*Task to carry out*. The line containing "If you could point to the sailboat" marks the start; return it and every line after it in the listing below, exactly, through the last.

*Supplied records*.

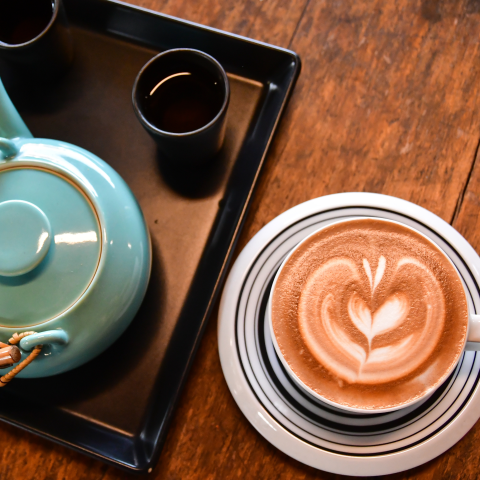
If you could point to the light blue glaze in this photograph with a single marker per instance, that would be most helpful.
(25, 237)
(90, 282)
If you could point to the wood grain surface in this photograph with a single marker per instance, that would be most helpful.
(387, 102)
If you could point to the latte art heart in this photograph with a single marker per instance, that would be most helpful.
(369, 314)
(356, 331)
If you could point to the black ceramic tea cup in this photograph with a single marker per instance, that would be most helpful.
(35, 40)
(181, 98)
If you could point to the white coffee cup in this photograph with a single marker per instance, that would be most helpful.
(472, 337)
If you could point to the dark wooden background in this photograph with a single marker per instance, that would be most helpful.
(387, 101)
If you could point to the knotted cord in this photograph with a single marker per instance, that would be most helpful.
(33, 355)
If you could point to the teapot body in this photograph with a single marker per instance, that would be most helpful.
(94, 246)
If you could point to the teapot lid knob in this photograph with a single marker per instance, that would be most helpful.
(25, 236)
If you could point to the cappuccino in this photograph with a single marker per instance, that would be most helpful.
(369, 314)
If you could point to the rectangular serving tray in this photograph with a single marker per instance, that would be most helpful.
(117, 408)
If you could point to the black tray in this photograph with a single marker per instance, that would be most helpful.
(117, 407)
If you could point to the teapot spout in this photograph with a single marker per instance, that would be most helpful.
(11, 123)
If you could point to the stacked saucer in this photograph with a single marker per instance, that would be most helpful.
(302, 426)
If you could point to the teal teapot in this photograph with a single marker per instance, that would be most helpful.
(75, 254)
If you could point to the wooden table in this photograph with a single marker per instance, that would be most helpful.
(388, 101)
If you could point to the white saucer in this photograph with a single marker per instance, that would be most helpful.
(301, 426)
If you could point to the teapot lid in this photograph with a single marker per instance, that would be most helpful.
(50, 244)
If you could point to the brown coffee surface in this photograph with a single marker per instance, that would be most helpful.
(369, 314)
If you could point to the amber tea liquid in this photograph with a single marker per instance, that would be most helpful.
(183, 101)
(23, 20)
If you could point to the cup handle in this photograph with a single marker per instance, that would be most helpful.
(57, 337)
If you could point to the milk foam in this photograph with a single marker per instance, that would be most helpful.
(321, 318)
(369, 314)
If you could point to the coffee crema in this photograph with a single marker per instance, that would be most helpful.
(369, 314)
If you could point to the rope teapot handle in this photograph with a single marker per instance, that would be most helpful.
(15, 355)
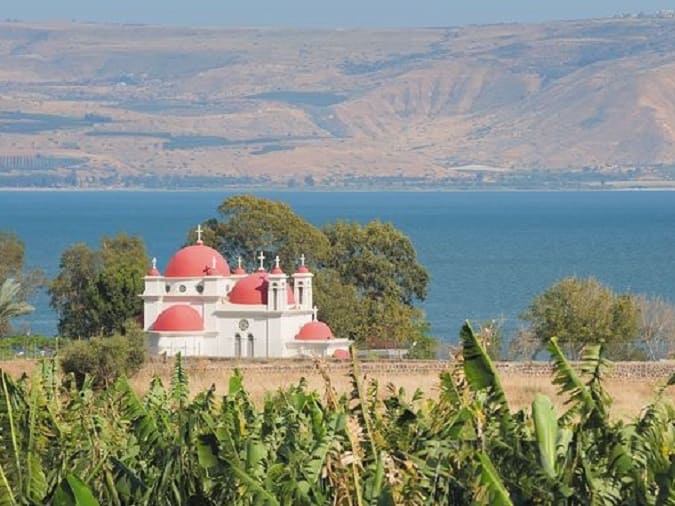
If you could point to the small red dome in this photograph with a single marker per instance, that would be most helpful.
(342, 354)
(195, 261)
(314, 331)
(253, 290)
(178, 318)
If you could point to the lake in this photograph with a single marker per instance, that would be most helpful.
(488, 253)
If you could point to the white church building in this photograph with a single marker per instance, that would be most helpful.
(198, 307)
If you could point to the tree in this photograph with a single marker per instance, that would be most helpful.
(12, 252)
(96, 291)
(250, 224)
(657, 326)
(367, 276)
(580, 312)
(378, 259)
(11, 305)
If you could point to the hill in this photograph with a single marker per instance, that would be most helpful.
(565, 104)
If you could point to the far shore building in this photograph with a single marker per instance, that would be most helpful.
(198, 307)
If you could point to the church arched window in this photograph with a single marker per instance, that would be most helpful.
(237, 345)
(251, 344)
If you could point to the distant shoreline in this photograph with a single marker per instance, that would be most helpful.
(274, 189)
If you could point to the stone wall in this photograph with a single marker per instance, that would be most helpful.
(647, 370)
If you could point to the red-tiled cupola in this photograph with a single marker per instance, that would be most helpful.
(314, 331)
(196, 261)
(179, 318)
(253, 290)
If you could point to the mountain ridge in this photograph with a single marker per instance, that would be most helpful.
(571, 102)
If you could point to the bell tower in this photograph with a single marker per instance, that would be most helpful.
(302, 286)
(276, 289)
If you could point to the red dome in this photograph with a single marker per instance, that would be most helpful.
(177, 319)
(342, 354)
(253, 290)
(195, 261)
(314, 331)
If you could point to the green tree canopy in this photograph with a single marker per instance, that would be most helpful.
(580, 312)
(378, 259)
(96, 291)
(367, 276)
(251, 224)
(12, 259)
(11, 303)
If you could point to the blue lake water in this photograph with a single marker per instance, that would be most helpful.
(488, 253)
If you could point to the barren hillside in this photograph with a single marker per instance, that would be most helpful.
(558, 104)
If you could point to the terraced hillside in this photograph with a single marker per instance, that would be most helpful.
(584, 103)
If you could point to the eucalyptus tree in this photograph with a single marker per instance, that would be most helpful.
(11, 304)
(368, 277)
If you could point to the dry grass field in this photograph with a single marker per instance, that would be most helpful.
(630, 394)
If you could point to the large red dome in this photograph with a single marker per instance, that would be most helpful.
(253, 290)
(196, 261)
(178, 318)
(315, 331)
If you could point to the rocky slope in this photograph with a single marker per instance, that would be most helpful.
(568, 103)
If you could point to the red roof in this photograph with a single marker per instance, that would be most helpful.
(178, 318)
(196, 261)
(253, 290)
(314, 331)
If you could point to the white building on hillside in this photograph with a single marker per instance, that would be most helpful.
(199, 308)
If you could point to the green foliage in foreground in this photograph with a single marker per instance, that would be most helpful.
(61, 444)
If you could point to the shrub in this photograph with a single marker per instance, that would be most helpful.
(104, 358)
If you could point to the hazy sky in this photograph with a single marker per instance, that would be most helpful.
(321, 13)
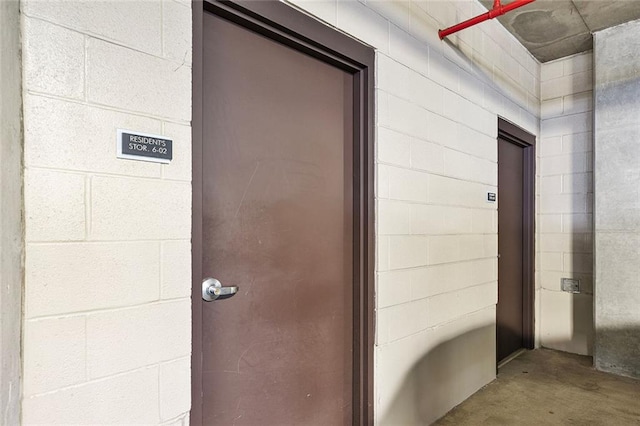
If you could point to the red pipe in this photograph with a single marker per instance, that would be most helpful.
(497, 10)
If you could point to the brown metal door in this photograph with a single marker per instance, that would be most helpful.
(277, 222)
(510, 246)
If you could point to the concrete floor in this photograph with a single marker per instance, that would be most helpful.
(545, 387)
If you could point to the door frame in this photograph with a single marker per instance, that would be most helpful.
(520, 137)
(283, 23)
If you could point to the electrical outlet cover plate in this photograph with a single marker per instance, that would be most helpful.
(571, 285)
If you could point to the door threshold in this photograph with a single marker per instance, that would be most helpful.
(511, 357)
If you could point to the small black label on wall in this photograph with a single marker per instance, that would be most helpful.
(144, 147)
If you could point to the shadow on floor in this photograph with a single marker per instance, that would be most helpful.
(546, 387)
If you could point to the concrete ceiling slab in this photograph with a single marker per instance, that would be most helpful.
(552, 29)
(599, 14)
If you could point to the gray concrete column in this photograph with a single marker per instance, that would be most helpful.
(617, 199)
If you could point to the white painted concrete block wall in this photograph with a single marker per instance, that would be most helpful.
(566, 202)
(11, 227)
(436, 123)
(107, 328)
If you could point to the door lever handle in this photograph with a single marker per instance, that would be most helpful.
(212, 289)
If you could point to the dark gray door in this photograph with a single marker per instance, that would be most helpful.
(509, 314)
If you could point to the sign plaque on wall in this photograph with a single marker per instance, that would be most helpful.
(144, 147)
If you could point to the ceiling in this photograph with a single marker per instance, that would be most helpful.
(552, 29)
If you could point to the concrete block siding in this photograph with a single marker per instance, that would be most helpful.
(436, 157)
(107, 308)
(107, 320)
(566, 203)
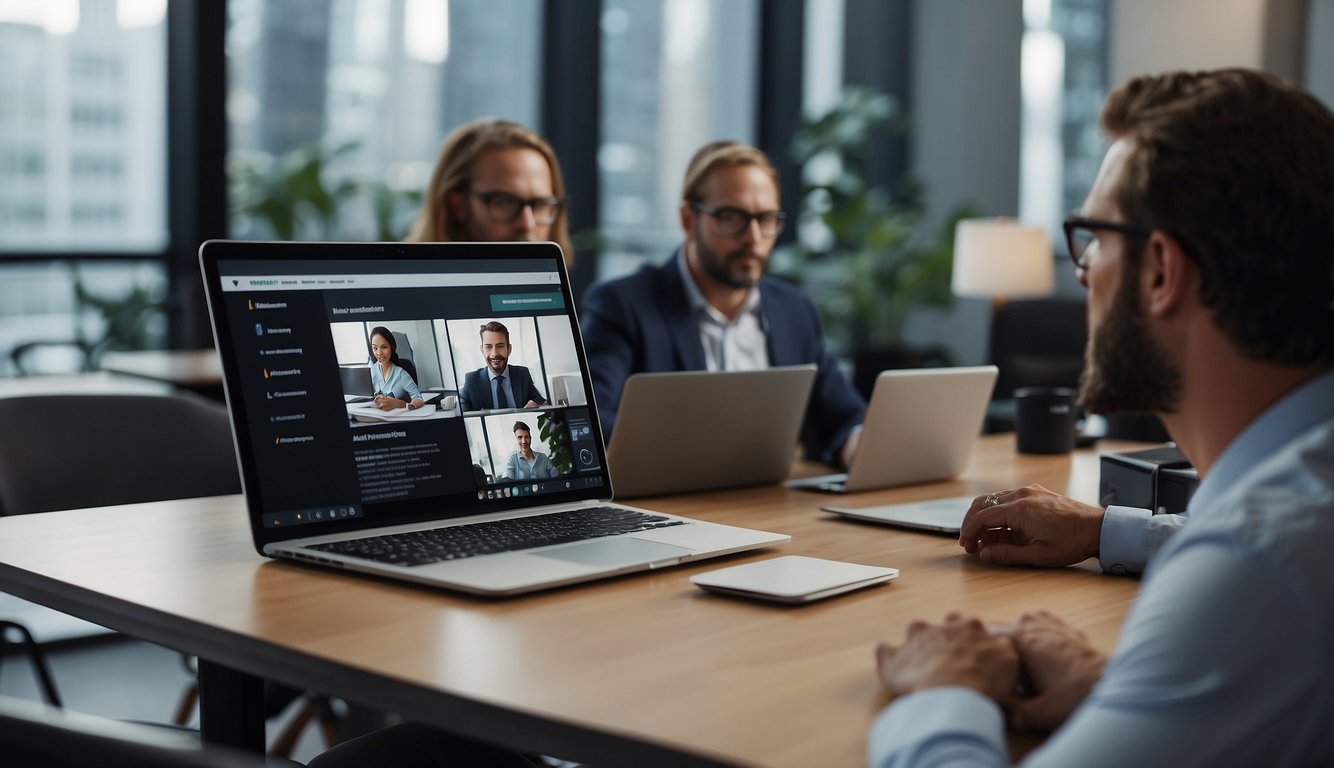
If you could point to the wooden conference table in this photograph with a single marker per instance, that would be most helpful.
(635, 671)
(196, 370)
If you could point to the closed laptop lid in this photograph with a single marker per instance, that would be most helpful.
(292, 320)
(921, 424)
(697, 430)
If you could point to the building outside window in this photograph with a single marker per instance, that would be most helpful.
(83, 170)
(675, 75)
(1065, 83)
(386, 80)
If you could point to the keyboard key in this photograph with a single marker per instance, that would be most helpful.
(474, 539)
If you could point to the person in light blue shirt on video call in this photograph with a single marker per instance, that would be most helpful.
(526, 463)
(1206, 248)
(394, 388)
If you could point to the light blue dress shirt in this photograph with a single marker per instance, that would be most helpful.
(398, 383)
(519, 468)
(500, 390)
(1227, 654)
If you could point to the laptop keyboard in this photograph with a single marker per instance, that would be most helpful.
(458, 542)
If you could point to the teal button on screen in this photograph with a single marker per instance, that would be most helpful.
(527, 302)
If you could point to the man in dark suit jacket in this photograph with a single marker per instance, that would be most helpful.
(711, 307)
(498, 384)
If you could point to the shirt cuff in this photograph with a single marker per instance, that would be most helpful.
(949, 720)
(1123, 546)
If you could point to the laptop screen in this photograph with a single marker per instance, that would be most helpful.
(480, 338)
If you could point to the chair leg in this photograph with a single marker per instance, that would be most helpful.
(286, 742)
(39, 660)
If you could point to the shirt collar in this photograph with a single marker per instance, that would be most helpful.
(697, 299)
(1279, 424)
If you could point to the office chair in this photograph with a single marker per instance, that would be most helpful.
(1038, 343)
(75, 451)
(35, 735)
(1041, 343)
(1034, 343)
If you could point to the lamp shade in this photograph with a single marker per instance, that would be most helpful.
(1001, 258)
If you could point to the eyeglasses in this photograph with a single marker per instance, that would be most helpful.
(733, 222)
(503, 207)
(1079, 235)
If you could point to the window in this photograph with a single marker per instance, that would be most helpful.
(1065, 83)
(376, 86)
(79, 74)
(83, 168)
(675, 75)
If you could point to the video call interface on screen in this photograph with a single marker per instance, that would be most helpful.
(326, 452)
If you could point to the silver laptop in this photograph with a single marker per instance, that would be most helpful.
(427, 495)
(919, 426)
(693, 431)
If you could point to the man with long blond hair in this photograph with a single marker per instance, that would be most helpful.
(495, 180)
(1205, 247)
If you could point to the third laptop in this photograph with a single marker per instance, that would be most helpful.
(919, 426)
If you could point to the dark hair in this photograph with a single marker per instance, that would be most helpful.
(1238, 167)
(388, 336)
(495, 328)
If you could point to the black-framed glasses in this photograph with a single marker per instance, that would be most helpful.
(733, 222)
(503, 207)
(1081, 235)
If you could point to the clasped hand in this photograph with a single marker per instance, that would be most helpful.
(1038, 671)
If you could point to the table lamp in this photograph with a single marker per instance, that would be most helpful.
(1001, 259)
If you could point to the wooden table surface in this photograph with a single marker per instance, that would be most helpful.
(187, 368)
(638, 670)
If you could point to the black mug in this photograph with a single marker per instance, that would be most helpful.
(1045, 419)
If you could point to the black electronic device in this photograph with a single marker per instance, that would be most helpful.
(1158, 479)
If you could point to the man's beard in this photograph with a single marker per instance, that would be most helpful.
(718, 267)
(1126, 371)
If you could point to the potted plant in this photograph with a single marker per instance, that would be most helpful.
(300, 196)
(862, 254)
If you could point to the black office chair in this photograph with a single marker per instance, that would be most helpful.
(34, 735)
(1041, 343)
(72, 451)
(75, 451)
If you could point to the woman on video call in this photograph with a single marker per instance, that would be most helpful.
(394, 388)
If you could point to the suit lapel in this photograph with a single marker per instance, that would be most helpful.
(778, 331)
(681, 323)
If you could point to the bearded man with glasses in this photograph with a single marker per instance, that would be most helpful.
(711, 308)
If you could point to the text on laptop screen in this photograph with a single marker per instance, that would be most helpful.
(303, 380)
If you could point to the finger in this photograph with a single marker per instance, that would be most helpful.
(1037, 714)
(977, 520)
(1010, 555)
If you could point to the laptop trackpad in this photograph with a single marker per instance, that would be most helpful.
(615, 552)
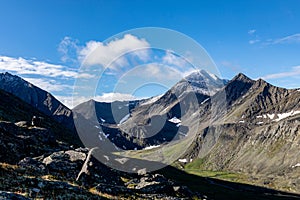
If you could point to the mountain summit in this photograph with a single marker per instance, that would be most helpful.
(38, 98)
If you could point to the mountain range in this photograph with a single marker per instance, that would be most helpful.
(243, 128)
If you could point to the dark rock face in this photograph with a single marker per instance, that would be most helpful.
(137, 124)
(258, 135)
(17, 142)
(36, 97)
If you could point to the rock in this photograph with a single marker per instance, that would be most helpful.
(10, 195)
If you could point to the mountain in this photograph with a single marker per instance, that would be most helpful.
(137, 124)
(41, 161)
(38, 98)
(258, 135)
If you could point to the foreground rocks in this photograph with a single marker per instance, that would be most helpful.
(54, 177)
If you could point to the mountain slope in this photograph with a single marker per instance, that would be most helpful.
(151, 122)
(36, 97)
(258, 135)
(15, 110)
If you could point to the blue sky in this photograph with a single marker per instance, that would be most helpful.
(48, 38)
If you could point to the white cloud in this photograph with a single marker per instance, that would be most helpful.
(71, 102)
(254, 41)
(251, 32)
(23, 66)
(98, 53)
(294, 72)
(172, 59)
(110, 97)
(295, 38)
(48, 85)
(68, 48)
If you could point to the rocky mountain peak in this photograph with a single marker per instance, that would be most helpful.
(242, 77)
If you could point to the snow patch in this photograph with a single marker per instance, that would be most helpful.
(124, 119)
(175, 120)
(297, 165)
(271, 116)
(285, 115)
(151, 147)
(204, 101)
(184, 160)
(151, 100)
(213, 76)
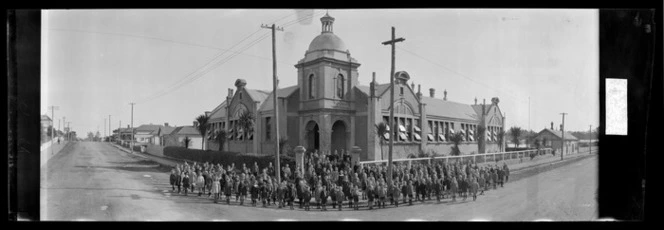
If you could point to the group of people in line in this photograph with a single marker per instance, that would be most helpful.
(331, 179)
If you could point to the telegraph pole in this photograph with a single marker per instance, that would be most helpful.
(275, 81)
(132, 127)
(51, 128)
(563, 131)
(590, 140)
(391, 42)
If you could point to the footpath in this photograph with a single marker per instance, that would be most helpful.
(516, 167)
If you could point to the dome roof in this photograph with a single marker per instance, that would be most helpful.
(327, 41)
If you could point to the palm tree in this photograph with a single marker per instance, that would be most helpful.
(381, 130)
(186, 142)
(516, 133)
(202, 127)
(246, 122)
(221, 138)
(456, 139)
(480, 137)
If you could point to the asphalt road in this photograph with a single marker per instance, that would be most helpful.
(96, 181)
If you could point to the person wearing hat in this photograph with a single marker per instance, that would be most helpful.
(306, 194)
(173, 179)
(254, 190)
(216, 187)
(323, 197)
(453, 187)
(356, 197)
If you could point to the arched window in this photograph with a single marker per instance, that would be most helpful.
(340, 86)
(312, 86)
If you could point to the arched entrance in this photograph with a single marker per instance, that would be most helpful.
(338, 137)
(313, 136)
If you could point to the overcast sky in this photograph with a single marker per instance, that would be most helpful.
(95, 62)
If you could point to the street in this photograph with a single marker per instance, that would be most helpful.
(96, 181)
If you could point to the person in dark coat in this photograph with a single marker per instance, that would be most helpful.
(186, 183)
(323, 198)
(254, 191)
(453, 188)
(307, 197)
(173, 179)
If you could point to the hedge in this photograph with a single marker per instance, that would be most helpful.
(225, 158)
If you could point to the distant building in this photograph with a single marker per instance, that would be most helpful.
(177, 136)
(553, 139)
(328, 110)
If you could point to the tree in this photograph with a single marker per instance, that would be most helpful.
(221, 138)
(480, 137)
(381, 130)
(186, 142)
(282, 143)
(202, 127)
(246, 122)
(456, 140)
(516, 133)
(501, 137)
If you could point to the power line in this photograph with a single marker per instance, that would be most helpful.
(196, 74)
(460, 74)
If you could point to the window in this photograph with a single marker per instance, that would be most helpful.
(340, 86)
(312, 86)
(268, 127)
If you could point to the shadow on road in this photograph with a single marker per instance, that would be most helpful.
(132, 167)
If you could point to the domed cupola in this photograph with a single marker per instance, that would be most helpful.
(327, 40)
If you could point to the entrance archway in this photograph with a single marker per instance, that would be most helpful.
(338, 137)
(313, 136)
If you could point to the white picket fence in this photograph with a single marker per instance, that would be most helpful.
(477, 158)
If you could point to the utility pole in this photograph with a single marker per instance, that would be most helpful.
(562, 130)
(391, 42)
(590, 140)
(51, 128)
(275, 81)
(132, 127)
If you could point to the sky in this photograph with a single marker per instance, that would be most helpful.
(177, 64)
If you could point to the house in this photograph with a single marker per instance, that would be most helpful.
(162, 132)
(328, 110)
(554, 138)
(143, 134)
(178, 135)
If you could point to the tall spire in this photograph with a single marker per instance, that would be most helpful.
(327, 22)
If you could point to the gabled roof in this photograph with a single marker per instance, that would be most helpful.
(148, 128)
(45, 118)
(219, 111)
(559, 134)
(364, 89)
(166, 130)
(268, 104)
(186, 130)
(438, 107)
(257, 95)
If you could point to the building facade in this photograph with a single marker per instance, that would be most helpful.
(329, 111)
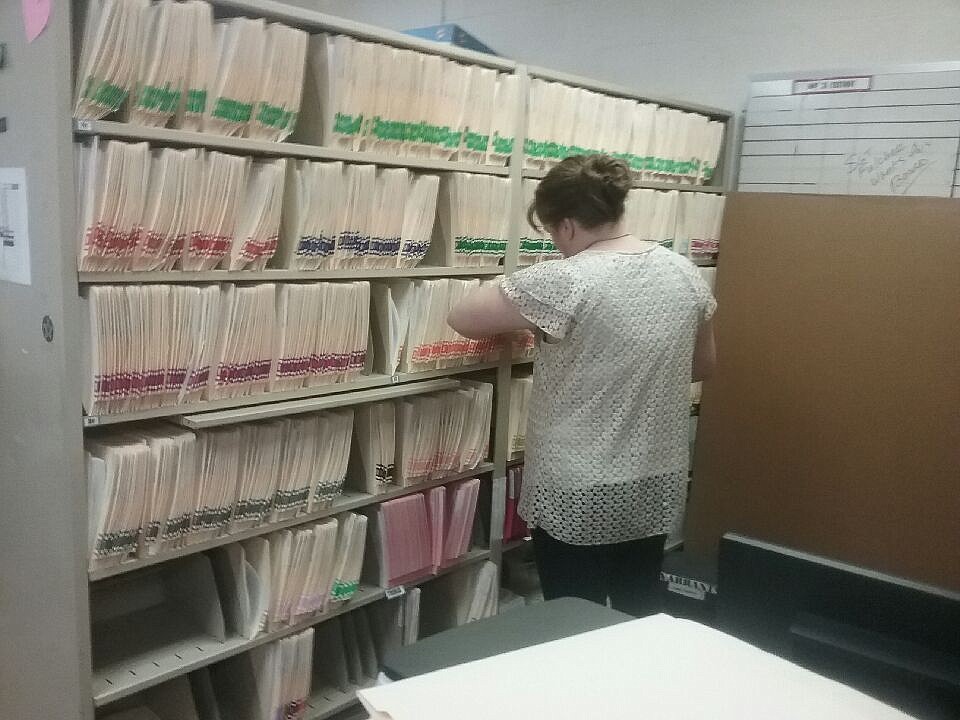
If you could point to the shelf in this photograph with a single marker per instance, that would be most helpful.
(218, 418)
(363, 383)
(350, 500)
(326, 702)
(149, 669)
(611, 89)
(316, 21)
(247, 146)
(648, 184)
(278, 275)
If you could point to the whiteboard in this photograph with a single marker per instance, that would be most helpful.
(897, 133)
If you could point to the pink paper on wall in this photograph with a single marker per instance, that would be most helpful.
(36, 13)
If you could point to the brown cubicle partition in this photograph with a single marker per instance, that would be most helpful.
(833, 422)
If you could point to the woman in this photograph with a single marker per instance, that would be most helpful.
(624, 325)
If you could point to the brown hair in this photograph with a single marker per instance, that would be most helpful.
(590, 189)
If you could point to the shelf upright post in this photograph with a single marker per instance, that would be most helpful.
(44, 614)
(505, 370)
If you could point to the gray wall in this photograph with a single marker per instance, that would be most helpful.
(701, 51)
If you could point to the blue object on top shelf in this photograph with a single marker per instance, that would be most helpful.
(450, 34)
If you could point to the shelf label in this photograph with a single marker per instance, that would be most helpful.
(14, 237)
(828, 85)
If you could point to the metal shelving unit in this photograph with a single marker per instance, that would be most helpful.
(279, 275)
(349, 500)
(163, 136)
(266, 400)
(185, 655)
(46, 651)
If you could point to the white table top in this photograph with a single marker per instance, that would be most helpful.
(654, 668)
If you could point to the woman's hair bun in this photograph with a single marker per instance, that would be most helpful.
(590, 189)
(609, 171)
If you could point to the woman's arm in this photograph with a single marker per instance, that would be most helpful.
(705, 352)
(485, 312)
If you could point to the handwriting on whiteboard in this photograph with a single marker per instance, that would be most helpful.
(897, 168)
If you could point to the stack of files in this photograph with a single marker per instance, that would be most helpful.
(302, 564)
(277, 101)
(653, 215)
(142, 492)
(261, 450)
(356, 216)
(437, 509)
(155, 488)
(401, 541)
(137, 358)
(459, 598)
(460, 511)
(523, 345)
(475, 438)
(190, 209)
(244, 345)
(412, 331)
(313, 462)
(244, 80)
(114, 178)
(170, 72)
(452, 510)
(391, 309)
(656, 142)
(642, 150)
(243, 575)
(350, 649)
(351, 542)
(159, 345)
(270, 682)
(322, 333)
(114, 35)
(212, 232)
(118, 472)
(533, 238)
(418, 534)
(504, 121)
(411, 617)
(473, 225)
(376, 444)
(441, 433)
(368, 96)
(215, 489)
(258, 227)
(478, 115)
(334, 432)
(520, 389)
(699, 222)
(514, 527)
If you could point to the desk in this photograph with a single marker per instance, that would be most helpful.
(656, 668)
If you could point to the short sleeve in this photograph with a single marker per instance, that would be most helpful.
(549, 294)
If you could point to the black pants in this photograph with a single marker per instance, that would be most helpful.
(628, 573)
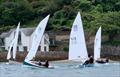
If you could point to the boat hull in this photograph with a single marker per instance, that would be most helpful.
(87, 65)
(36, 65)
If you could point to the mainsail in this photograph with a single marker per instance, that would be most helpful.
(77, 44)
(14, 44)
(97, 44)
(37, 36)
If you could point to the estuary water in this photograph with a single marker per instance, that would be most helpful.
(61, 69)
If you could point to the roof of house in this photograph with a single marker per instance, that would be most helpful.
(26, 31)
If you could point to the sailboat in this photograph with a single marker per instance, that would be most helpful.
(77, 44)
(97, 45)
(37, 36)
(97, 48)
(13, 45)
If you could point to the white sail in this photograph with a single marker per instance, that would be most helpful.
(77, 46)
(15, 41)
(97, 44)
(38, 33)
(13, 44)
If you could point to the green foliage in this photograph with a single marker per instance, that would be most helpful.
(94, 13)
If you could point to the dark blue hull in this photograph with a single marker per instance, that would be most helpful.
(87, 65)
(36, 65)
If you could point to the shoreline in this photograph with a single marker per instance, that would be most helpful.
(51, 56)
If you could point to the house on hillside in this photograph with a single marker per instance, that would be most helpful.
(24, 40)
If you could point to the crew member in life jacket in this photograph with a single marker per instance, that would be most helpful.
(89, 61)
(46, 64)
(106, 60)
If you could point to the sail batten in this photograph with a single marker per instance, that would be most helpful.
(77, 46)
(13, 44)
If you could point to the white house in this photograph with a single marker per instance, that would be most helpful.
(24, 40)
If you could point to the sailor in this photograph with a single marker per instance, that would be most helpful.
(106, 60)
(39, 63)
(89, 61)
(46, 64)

*Result for this task*.
If you could point to the sailboat in this photograph with a single marker per instance, that would be most helpful.
(77, 44)
(97, 45)
(37, 36)
(97, 48)
(13, 45)
If you could point to the white sail in this photograph with a single marker per instance, that would be most helpful.
(77, 46)
(15, 41)
(97, 44)
(38, 33)
(13, 44)
If you could point to the green foliage in this photograph with a single marker per instance, that would be most helpful.
(94, 13)
If you could point to the dark blue hull in this photograph with a single marker per instance, that would be most helpful.
(87, 65)
(36, 65)
If you could point to the shoreline in this photograph with a single marker per instance, that would be most helpful.
(51, 56)
If you could point to the house on hillside in this photograph with a single marker per instance, that would be most helpful.
(24, 40)
If you could point to the crew member in life jacket in this photograph with a single marker per instance, that would be most helpful.
(89, 61)
(46, 64)
(106, 60)
If you could point to the sail batten in this photograph with a single marker per instance, that would be most helpful.
(77, 46)
(13, 44)
If you could point to the white house in this photograph with a single marker per instance, that would be most helpful.
(24, 40)
If you could point to the sailor in this photograph with a single marker per instance, that would be most helpful.
(106, 60)
(39, 63)
(89, 61)
(46, 64)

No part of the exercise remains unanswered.